## PROVIDED INFORMATION
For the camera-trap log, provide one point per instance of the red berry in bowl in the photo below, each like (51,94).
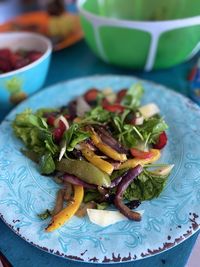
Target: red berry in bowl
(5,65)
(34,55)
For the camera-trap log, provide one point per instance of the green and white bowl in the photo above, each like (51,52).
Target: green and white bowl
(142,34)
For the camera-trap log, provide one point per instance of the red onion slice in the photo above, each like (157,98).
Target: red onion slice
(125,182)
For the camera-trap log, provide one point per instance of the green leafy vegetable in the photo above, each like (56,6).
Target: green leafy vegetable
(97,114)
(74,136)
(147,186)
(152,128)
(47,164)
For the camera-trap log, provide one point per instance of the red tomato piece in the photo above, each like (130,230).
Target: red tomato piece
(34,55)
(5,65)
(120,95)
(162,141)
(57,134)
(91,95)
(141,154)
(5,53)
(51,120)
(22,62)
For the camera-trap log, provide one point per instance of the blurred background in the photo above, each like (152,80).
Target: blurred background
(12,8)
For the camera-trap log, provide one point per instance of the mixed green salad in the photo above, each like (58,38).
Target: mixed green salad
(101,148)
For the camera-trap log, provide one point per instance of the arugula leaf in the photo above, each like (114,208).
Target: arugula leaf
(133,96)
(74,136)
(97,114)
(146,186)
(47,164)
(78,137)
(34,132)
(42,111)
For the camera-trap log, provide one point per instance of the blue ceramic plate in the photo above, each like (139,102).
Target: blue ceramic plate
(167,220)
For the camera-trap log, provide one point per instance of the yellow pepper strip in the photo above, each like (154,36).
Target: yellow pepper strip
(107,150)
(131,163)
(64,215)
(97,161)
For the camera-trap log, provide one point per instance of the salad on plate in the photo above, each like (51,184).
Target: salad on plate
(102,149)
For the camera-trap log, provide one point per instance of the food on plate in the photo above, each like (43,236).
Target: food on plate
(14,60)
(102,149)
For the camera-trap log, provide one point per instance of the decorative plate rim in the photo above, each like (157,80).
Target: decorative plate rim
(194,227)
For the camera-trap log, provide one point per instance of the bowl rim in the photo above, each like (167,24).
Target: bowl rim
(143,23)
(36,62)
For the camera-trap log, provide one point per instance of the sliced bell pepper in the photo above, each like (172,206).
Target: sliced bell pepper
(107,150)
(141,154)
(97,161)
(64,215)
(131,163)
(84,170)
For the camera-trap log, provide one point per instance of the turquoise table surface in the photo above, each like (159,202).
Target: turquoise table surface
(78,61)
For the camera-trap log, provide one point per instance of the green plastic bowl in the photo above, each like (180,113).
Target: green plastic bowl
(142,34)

--

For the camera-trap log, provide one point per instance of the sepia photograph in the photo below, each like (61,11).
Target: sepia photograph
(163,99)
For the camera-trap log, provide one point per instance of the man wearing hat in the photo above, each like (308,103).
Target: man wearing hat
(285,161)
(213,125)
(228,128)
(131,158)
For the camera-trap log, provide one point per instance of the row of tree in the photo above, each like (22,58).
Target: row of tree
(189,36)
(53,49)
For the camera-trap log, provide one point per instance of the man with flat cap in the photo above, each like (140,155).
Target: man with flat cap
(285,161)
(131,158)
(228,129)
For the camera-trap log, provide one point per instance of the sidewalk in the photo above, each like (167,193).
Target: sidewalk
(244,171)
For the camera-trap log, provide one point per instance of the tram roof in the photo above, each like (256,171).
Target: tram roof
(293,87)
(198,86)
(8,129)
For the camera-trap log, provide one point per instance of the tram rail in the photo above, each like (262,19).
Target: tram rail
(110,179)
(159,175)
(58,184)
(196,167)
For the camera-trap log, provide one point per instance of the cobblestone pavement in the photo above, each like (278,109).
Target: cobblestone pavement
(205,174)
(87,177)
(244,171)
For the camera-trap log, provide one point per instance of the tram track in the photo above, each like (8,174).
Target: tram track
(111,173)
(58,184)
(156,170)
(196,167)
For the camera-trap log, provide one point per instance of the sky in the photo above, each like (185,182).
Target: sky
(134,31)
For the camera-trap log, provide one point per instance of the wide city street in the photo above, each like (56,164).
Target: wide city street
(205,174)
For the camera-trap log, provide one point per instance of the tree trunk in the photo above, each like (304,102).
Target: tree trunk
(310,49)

---

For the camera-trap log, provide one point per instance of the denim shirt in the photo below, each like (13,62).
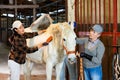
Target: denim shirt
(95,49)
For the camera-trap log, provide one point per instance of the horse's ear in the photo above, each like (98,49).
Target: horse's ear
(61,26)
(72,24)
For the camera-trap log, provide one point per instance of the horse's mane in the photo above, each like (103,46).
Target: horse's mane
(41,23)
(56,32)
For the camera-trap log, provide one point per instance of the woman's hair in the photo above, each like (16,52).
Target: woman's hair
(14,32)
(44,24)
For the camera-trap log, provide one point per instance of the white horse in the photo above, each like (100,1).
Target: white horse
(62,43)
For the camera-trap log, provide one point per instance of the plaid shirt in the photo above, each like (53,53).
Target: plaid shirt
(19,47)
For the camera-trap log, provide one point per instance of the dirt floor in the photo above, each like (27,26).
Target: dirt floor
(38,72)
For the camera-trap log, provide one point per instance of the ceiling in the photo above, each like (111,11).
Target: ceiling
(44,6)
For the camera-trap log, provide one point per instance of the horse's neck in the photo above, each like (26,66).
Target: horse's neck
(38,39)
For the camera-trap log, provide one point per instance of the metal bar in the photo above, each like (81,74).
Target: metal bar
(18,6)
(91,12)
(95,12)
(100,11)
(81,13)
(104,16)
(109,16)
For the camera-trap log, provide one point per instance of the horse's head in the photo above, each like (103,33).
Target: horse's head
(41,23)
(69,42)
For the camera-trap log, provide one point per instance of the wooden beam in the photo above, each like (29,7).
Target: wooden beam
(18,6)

## WORK TO BE COMPLETED
Find every line in the records above that contains the word "below", and copy each one.

## YOUR SOLUTION
For the camera-trap log, provide one point per instance of the red berry in bowl in the photo below, each like (51,94).
For the camera-trap log, provide one point per instance of the sepia photograph in the photo below, each like (61,11).
For the camera-trap log, provide one point per instance of the denim shirt in the photo below, each like (13,62).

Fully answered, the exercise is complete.